» Required action
Pictures do not belong in the copy; retype the records below exactly.

Dataset entries:
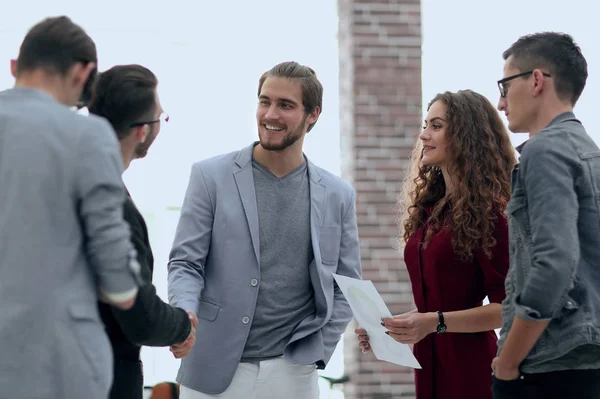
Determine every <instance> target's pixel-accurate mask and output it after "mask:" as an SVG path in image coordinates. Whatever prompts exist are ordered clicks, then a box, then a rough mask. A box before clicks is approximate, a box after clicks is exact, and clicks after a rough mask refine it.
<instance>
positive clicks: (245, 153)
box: [233, 144, 260, 265]
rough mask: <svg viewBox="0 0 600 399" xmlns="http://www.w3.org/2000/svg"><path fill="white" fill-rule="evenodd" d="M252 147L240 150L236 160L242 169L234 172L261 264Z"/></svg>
mask: <svg viewBox="0 0 600 399" xmlns="http://www.w3.org/2000/svg"><path fill="white" fill-rule="evenodd" d="M253 148H254V144H253V145H252V146H250V147H247V148H245V149H244V150H242V151H240V155H239V156H238V158H237V160H236V164H237V165H238V166H239V167H240V170H238V171H236V172H234V173H233V177H234V179H235V183H236V185H237V188H238V191H239V193H240V198H241V200H242V206H243V207H244V213H245V214H246V219H247V221H248V227H249V228H250V237H251V238H252V246H253V247H254V255H255V256H256V262H257V263H258V264H259V265H260V241H259V239H260V236H259V233H258V208H257V205H256V191H255V190H254V175H253V174H252V162H251V161H252V149H253Z"/></svg>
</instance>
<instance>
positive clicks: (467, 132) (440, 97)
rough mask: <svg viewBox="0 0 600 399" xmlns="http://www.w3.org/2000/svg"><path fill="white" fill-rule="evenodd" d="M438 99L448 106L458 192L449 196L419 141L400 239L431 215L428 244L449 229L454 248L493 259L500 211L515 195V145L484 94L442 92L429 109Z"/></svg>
mask: <svg viewBox="0 0 600 399" xmlns="http://www.w3.org/2000/svg"><path fill="white" fill-rule="evenodd" d="M437 101H441V102H442V103H444V104H445V105H446V107H447V115H446V116H447V121H448V123H447V127H446V132H445V133H446V143H447V145H446V151H447V155H448V156H449V157H450V160H449V161H448V165H449V166H448V173H449V175H450V176H451V177H452V181H453V183H454V187H453V191H452V192H451V193H448V195H446V184H445V182H444V177H443V175H442V172H441V170H440V168H439V167H437V166H432V165H426V166H424V165H422V164H421V159H422V157H423V143H422V142H421V140H420V139H419V140H417V144H416V145H415V147H414V149H413V151H412V153H411V167H410V171H409V173H408V174H407V176H406V179H405V181H404V188H403V191H402V194H401V195H400V197H399V201H398V203H399V208H400V229H401V233H400V235H399V237H398V241H400V242H402V241H403V242H404V243H406V241H408V239H409V238H410V236H411V235H412V234H413V233H414V232H415V231H416V230H418V229H419V228H420V227H421V226H423V224H424V223H425V221H426V219H427V223H428V227H429V228H428V231H427V234H426V236H425V240H424V244H425V245H427V243H429V241H430V240H431V236H432V235H433V233H435V232H437V231H439V230H440V229H441V228H448V229H450V232H451V235H452V247H453V249H454V251H455V252H456V254H457V255H459V257H461V258H462V259H463V260H469V259H472V256H473V251H474V250H475V249H477V248H481V249H482V250H483V252H484V253H485V254H486V255H487V256H488V257H491V249H492V248H493V247H494V246H495V245H496V240H495V239H494V237H493V232H494V228H495V219H496V216H495V215H496V214H497V213H500V212H503V211H504V209H505V208H506V203H507V201H508V199H509V198H510V176H511V171H512V168H513V166H514V165H515V163H516V159H515V152H514V149H513V146H512V144H511V142H510V138H509V136H508V132H507V130H506V128H505V127H504V124H503V123H502V120H501V119H500V116H499V115H498V112H497V111H496V109H495V108H494V106H493V105H492V104H491V103H490V102H489V100H488V99H487V98H485V97H484V96H482V95H481V94H478V93H476V92H474V91H472V90H461V91H458V92H457V93H452V92H448V91H447V92H445V93H440V94H438V95H437V96H435V98H434V99H433V100H431V102H430V103H429V105H428V106H427V110H429V109H430V108H431V106H432V104H433V103H435V102H437ZM426 210H427V212H426ZM427 213H430V214H429V217H427Z"/></svg>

» Task output
Determine every <instance> target's pixel-accurate mask and output it after "mask:" as an SVG path in image coordinates. Whatever prompts exist are ordered clicks, then a box, then a rough mask. A box before clicks is approximate, a box after clicks is exact, and clicks after a rough mask refine it.
<instance>
positive clicks: (245, 153)
box: [233, 144, 260, 265]
rough mask: <svg viewBox="0 0 600 399" xmlns="http://www.w3.org/2000/svg"><path fill="white" fill-rule="evenodd" d="M252 147L240 150L236 160L242 169L234 172L261 264Z"/></svg>
mask: <svg viewBox="0 0 600 399" xmlns="http://www.w3.org/2000/svg"><path fill="white" fill-rule="evenodd" d="M253 148H254V144H253V145H252V146H250V147H247V148H245V149H244V150H242V151H240V155H239V156H238V158H237V160H236V164H237V165H238V166H239V167H240V170H238V171H236V172H234V173H233V177H234V179H235V183H236V185H237V188H238V191H239V193H240V198H241V200H242V206H243V207H244V213H245V214H246V219H247V221H248V227H249V228H250V237H251V238H252V246H253V247H254V255H255V256H256V262H257V263H258V264H259V265H260V241H259V239H260V236H259V233H258V208H257V205H256V191H255V190H254V175H253V174H252V162H251V161H252V149H253Z"/></svg>
</instance>
<instance>
positive clicks: (467, 132) (440, 97)
rough mask: <svg viewBox="0 0 600 399" xmlns="http://www.w3.org/2000/svg"><path fill="white" fill-rule="evenodd" d="M438 99L448 106L458 192L449 196L419 141L400 239L431 215L428 244L449 229L454 248L493 259L500 211L515 195V145L484 94L442 92L429 109Z"/></svg>
mask: <svg viewBox="0 0 600 399" xmlns="http://www.w3.org/2000/svg"><path fill="white" fill-rule="evenodd" d="M437 101H441V102H442V103H444V104H445V105H446V107H447V115H446V116H447V121H448V123H447V127H446V132H445V133H446V143H447V145H446V151H447V155H448V156H449V157H450V160H449V161H448V165H449V166H448V173H449V175H450V176H451V177H452V181H453V183H454V187H453V191H452V192H451V193H448V195H446V184H445V182H444V177H443V175H442V172H441V170H440V168H439V167H437V166H432V165H426V166H424V165H422V164H421V159H422V157H423V143H422V142H421V140H420V139H419V140H417V144H416V145H415V147H414V149H413V151H412V153H411V167H410V171H409V173H408V174H407V176H406V179H405V181H404V188H403V191H402V194H401V195H400V197H399V201H398V203H399V208H400V229H401V233H400V235H399V237H398V241H400V242H402V241H403V242H404V243H406V241H408V239H409V238H410V236H411V235H412V234H413V233H414V232H415V231H416V230H418V229H419V228H420V227H421V226H423V224H424V223H425V221H426V219H427V223H428V227H429V228H428V231H427V234H426V236H425V240H424V244H425V245H427V243H429V241H430V240H431V236H432V235H433V233H435V232H437V231H439V230H440V229H441V228H448V229H450V232H451V235H452V247H453V249H454V251H455V252H456V254H457V255H459V257H461V258H462V259H463V260H469V259H472V256H473V251H474V250H475V249H477V248H481V249H482V250H483V252H484V253H485V254H486V255H487V256H488V257H491V249H492V248H493V247H494V246H495V245H496V240H495V239H494V237H493V232H494V228H495V219H496V216H495V215H496V214H497V213H500V212H503V211H504V209H505V208H506V203H507V201H508V199H509V198H510V176H511V171H512V168H513V166H514V165H515V163H516V159H515V152H514V149H513V146H512V144H511V142H510V138H509V136H508V132H507V130H506V128H505V127H504V124H503V123H502V120H501V119H500V116H499V115H498V112H497V111H496V109H495V108H494V106H493V105H492V104H491V103H490V102H489V100H488V99H487V98H485V97H484V96H482V95H481V94H478V93H476V92H474V91H472V90H461V91H458V92H457V93H452V92H448V91H447V92H445V93H440V94H438V95H437V96H435V98H434V99H433V100H431V102H430V103H429V105H428V106H427V110H429V109H430V108H431V106H432V104H433V103H435V102H437ZM426 210H427V212H426ZM427 213H430V214H429V217H427Z"/></svg>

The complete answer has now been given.